■ Work required ■
Please continue the passage below about Anduril and its founders, picking up right after its final sentence.

■ Excerpted passage ■
It turns out there wasn’t a next Palantir or SpaceX

Friday, October 7th, 2022

Anduril is a rare, paradoxical creation, Mario Gabriele argues: a defense contractor that moves like a startup, a software business disguised as a seller of hardware, and a weapons manufacturer, in pursuit of peace:

Anduril is a company that few in Silicon Valley thought needed to exist. Because of the foresight of Trae Stephens and Palmer Luckey, America and its allies have a software-first defense provider capable of impacting current conflicts.

[…]

Before joining Palantir in 2008, Stephens had spent time at the offices of Ohio congressman Rob Portman and the Afghan embassy in Washington D.C. His public sector work seemed to skew towards the technical, with Stephens “building enterprise solutions to Arabic/Persian name matching” for the Intelligence community. Stephens used and bolstered this experience as part of his six-year stint at Palantir.

While venture capital rarely draws from defense backgrounds, there is an exception: Founders Fund. Established by Peter Thiel, Ken Howery, and Luke Nosek in 2005, Founders Fund holds a unique position at the nexus of Silicon Valley and Washington D.C, thanks to Thiel’s co-founding of Palantir and particular geopolitical worldview. The firm was early to back SpaceX (one of the few recent startups to secure meaningful governmental contracts), while Ken Howery went on to serve as ambassador to Sweden during Donald Trump’s presidency.

■ Data extract ■

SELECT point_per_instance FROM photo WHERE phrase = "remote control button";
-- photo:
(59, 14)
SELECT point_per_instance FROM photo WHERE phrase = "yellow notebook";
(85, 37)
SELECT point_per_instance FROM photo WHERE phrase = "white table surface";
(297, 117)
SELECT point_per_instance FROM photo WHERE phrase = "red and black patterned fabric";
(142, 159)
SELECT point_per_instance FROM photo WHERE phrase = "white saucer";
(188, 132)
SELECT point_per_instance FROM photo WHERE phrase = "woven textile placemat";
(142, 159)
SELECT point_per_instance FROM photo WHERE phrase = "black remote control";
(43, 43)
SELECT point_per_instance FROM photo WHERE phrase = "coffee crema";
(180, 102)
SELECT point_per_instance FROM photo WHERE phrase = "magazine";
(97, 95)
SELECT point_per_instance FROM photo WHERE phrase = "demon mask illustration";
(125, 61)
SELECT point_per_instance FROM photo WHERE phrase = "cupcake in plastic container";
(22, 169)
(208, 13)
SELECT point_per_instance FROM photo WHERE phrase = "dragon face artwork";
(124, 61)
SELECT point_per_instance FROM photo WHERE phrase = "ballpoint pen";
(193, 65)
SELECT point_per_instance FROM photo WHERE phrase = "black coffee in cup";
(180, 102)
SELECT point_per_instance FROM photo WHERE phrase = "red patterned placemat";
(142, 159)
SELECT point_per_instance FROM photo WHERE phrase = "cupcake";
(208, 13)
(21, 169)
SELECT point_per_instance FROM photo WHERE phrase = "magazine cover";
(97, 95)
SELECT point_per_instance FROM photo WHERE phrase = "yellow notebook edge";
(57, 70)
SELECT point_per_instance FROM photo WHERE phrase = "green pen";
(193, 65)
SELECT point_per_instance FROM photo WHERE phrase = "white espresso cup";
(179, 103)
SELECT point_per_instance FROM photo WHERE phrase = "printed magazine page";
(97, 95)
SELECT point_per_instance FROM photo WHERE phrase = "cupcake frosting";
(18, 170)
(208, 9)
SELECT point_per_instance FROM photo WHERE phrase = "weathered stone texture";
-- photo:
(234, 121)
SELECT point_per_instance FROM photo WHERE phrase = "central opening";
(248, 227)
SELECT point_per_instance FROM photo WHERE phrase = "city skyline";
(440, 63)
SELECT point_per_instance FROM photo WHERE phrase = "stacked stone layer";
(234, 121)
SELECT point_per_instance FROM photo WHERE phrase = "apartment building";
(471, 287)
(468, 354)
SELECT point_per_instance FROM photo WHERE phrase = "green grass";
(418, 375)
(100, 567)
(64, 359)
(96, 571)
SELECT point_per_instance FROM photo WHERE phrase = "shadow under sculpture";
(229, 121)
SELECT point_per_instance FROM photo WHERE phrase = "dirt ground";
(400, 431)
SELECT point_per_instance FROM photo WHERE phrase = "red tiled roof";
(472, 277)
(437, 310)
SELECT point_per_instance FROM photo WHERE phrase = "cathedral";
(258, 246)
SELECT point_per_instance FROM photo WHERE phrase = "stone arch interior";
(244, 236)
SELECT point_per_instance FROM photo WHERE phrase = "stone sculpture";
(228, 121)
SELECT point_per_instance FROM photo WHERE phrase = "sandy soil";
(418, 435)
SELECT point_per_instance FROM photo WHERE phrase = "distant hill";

■ Expected output ■
Stephens was a neat fit at Founders Fund, as was his mission to find the next great defense business. SpaceX and Palantir had made significant impacts, but they were the rarest of exceptions. By and large, venture-backed startups had failed to disrupt the established patterns of the public sector in general and military in particular. Stephens was hopeful a new generation of entrepreneurs would change that.

Despite his best efforts, Stephens came up empty-handed. “I didn’t find anything,” he said. With the benefit of hindsight, the investor noted there wasn’t a business he had overlooked: “There was nothing to miss. It turns out there wasn’t a next Palantir or SpaceX.”

Though Stephens didn’t find a ready-made defense startup during this period, he did meet a founder who would play a starring role in Anduril’s creation: Palmer Luckey.

A year before Stephens started his venture career, Luckey set out to raise a Series A for his virtual-reality startup, Oculus. He found a willing partner in Founders Fund, who became the company’s “first institutional investor,” per Stephens.

It took little time for that faith to pay off. By March the following year, Facebook announced it had acquired Oculus for approximately $2 billion in a mix of cash and stock. Barely twenty years old, Luckey was suddenly a wealthy man.

Around the time of that acquisition, Stephens and Luckey got to know one another, discovering themselves to be somewhat kindred spirits. “He was super interested in national security,” Stephens said of Luckey. That fascination pre-dated Luckey’s creation of Oculus. Indeed, while working at Bravemind, an organization that uses VR to treat veterans with PTSD, Luckey first created a prototype of his revolutionary headset.

For the next three years, Stephens and Luckey stayed in touch. By 2017, much had changed for them both. In March of that year, Facebook fired Luckey, a decision he claimed was politically motivated, catalyzed by a $10,000 donation he had made to pro-Trump “shitposting” organization, Nimble America.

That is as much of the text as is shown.